EXCERTO DO TEXTO
A médica disse ter sido intimidada e até ameaçada de morte por apoiantes de Bolsonaro depois de terem circulado nas redes sociais imagens suas ao lado da ex-Presidente Dilma Rousseff e de virem a público críticas suas à oposição do Presidente a medidas de confinamento. Numa entrevista à CNN Brasil, Hajjar deixou vincadas as diferenças face ao Governo. “Fiquei extremamente honrada com o convite, mas eu sou uma pessoa que pautei minha vida toda nos estudos e na ciência, vou continuar sendo assim e vou estar sempre à disposição do Brasil”, afirmou.

Tudo na mesma

Já esta terça-feira, o novo ministro disse que “a saúde executa a política do Governo” e explicou que a sua tarefa à frente do ministério será a de dar “continuidade” ao trabalho do seu antecessor. "Pazuello tem trabalhado arduamente para melhorar as condições sanitárias do Brasil e eu fui convocado pelo Presidente para dar continuidade a esse trabalho”, afirmou Queiroga.

A nomeação do médico cardiologista dificilmente irá significar uma mudança profunda na direcção das políticas de combate à pandemia. Na sua primeira entrevista, na segunda-feira, o novo ministro já tinha dito que o confinamento “não pode ser política de Governo”, embora não tenha afastado a sua aplicação em “situações extremas”, que não precisou quais seriam. Queiroga também deixou em aberto a possibilidade de os médicos continuarem a prescrever medicamentos sem eficácia comprovada, como a hidroxicloroquina, para tratar doentes infectados.

As declarações de Queiroga surpreenderam, especialmente porque a Sociedade Brasileira de Cardiologia, à qual presidia, tinha desaconselhado a prescrição da hidroxicloroquina aos seus associados. No entanto, este ponto é crucial no entendimento de Bolsonaro daquilo que deve ser o combate à pandemia – foram desacordos sobre o tema que levaram à saída de Nelson Teich, ao fim de menos de um mês como ministro.

Queiroga foi uma escolha pessoal de Bolsonaro. Ambos conhecem-se há vários anos e o médico até integrou a equipa de transição para a nova Administração, no final de 2018. “Não é uma pessoa que tomei conhecimento há poucos dias”, afirmou Bolsonaro sobre o novo ministro.

DADOS FORNECIDOS
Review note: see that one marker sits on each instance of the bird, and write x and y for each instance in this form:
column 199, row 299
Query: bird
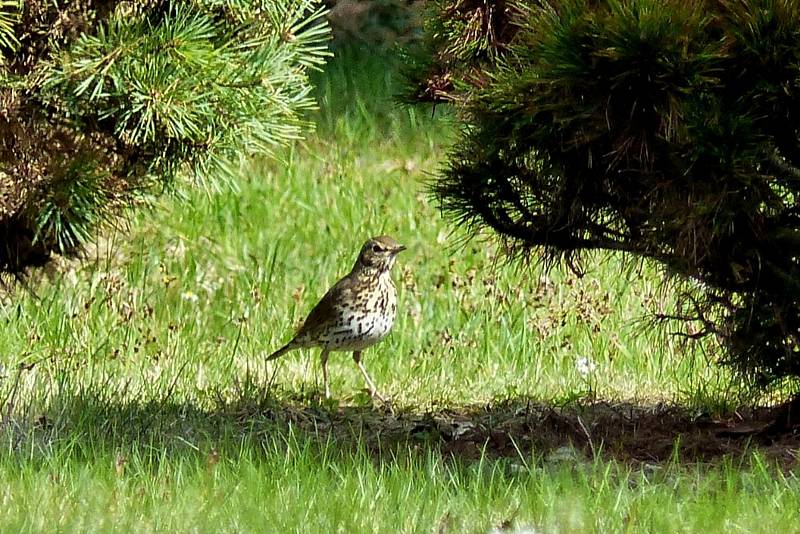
column 357, row 312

TAREFA 1
Resuma em duas frases o texto sobre a nomeação de Queiroga.
TAREFA 2
Retome o texto sobre a nomeação de Queiroga logo a seguir à sua última frase.
Não é preciso recorrer ao material.

RESPOSTA 1
A médica Hajjar disse ter sido intimidada e ameaçada de morte por apoiantes de Bolsonaro e afirmou que continuará a pautar a sua vida pelos estudos e pela ciência. Queiroga, escolha pessoal de Bolsonaro, disse que dará continuidade ao trabalho de Pazuello, que o confinamento não pode ser política de Governo e deixou em aberto a prescrição de hidroxicloroquina, apesar de a Sociedade Brasileira de Cardiologia, a que presidia, a ter desaconselhado.

RESPOSTA 2
Pazuello, pelo contrário, estava totalmente alinhado com a postura de Bolsonaro. A sua saída é atribuída à necessidade de aliviar a pressão sobre o Ministério da Saúde numa das alturas mais graves da pandemia, mas também era uma exigência dos partidos do “centrão”, que apoiam o Governo no Congresso, e receiam ser responsabilizados nos seus estados pelo agravamento da situação sanitária. O ministro também estava pressionado pela abertura da investigação à sua conduta na crise de fornecimento de oxigénio nos hospitais de Manaus, em que há suspeitas de negligência.

Há dúvidas, no entanto, se o perfil de Queiroga, que pouco parece vir mudar nas políticas de combate à pandemia do Governo federal, agrada aos aliados de Bolsonaro no Congresso – fundamentais para bloquearem, por exemplo, qualquer tentativa de abertura de um processo de destituição contra o Presidente. Segundo a imprensa, Hajjar era o nome preferido pelo “centrão” para ocupar o cargo.

O Brasil está há várias semanas a registar um aumento contínuo na média móvel diária de mortes – houve 1275 óbitos só nas últimas 24 horas e esta terça-feira deverá ser ultrapassada a marca dos 280 mil mortos. Ao mesmo tempo, os sistemas hospitalares estão em colapso em praticamente todas as capitais estaduais e a vacinação segue um ritmo muito lento.

A progressão da pandemia no maior país sul-americano está a causar preocupação junto da própria Organização Mundial da Saúde, que deixou apelos ao Governo para que adopte “medidas enérgicas” para conter a propagação do vírus e das suas variantes.

O agravamento da situação levou vários governadores a decretarem medidas de confinamento, horários de recolher obrigatório e o encerramento de estabelecimentos comerciais, entrando em rota de colisão com Bolsonaro, que os tem criticado e até ameaçado.